#### WHAT THE TASK REQUIRES
Recast the part of the records that opens with the line containing "Each <instance> block" and closes with the line containing "box: [583, 500, 615, 536]" as a Markdown table with the columns Row and Line, giving each line its own numbered row and skipping blank lines.

#### DATA FOR THIS TASK
━━━
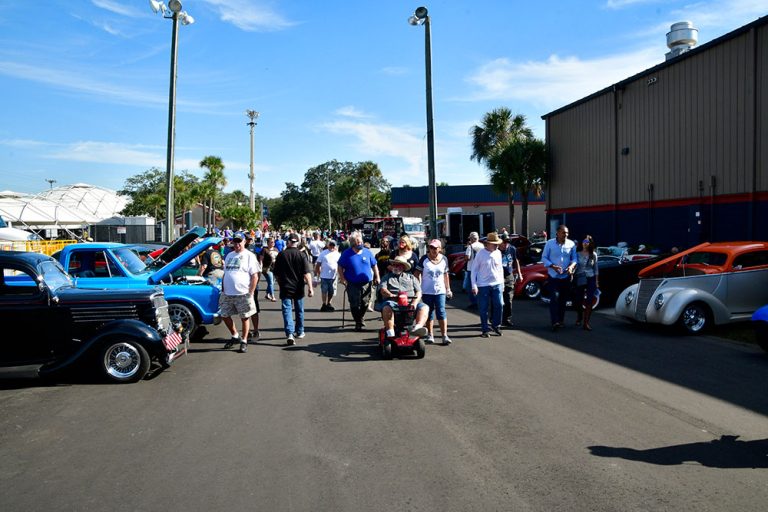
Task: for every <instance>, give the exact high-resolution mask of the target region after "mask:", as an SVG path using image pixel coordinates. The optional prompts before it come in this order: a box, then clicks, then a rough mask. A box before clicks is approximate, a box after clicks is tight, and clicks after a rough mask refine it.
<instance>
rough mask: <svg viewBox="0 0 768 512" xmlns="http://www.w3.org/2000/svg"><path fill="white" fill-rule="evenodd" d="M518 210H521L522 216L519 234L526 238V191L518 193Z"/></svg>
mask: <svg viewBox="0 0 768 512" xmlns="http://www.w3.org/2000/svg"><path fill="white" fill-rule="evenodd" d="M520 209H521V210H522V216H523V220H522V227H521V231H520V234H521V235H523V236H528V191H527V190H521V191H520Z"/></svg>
━━━
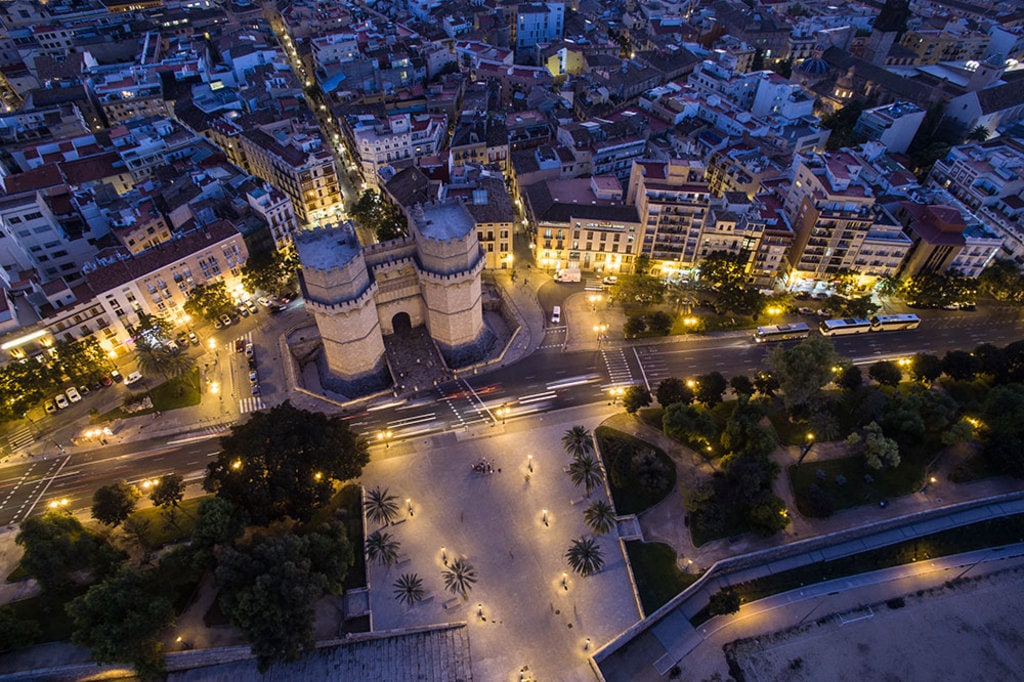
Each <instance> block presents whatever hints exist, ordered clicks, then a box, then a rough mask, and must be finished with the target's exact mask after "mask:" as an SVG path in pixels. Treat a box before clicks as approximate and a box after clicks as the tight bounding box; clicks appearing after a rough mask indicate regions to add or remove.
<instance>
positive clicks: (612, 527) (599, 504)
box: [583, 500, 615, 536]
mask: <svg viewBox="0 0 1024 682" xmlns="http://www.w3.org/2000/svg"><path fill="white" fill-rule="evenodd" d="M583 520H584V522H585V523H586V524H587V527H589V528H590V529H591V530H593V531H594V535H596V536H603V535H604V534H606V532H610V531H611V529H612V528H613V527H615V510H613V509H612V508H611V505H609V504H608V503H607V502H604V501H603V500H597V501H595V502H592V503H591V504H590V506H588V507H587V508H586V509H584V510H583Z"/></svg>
━━━
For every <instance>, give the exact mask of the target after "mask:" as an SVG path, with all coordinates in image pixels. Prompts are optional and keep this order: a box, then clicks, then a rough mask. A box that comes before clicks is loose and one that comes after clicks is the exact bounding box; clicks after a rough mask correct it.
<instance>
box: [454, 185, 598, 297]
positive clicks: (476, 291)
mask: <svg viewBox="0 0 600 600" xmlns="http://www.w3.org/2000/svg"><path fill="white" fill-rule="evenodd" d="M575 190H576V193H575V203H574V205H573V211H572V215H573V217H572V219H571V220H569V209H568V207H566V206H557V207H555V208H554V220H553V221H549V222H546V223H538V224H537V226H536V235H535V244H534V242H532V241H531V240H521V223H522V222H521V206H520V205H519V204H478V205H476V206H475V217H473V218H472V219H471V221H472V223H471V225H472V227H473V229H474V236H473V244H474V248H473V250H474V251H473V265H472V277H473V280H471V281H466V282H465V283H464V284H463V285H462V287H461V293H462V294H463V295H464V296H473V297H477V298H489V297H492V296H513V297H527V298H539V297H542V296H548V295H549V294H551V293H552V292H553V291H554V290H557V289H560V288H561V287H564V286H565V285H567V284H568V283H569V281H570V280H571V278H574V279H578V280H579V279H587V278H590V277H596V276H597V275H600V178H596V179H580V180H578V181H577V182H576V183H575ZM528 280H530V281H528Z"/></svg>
━━━
#### COMPLETED EXERCISE
| Row | Line |
|---|---|
| 1 | Each <instance> block presents whatever hints exist, ordered clicks, then a box, then a rough mask, and must be finished with the target's exact mask after "mask:" as an SVG path in pixels. Treat a box before clicks as approximate and a box after clicks as the tight bounding box; clicks appearing after a rough mask indicate regions to add or remove. |
| 2 | <instance> |
| 3 | positive clicks: (612, 527) (599, 504) |
| 4 | box: [583, 500, 615, 536] |